─── Material provided ───

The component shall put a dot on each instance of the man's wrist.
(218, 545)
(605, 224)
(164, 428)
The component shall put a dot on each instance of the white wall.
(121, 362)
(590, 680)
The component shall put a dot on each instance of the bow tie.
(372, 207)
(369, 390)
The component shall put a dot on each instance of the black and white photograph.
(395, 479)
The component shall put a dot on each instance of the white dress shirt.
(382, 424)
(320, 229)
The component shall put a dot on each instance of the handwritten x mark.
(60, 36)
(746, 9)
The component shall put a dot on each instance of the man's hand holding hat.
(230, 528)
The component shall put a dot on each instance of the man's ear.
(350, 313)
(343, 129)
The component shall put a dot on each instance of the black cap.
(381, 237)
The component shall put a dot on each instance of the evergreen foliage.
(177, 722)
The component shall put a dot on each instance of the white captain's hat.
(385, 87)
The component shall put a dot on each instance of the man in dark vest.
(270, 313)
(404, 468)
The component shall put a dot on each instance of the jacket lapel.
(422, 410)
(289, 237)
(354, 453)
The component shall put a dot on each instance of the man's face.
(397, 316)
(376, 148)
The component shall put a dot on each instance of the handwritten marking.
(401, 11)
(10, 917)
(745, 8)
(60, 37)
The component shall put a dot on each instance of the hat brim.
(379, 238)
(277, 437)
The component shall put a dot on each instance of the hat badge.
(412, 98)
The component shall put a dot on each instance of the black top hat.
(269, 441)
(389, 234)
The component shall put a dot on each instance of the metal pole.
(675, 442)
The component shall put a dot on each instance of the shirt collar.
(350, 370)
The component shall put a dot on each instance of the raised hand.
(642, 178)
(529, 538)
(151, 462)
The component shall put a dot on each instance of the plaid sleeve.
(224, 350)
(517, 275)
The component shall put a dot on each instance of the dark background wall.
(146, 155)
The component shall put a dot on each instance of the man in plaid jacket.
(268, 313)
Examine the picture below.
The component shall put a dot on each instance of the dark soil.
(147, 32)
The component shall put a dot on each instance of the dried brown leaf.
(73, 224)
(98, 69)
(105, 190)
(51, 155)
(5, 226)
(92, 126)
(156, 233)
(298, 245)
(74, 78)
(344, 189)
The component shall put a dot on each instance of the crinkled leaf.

───

Directions – Output exactly, and only, the lines running from the one that contains "the shirt collar." through the last line of the entries above.

Your solution –
The component shall put a dot on each instance of the shirt collar.
(350, 370)
The component shall put a dot on each instance of the raised hand.
(642, 178)
(529, 538)
(151, 462)
The component shall put a dot on each instance of the plaid sleeve.
(224, 350)
(517, 275)
The component shall put a dot on each instance of the dark background wall.
(146, 155)
The component shall put a dot on each instance of the man in plaid jacket.
(268, 313)
Examine the picture below.
The component shall put a dot on each instance of the dark soil.
(147, 32)
The component shall put a dot on each instance of the dried brown leaf.
(73, 224)
(98, 69)
(105, 190)
(51, 155)
(5, 226)
(92, 126)
(156, 233)
(298, 245)
(74, 78)
(344, 189)
The component shall put a dot on each instance of the crinkled leaf.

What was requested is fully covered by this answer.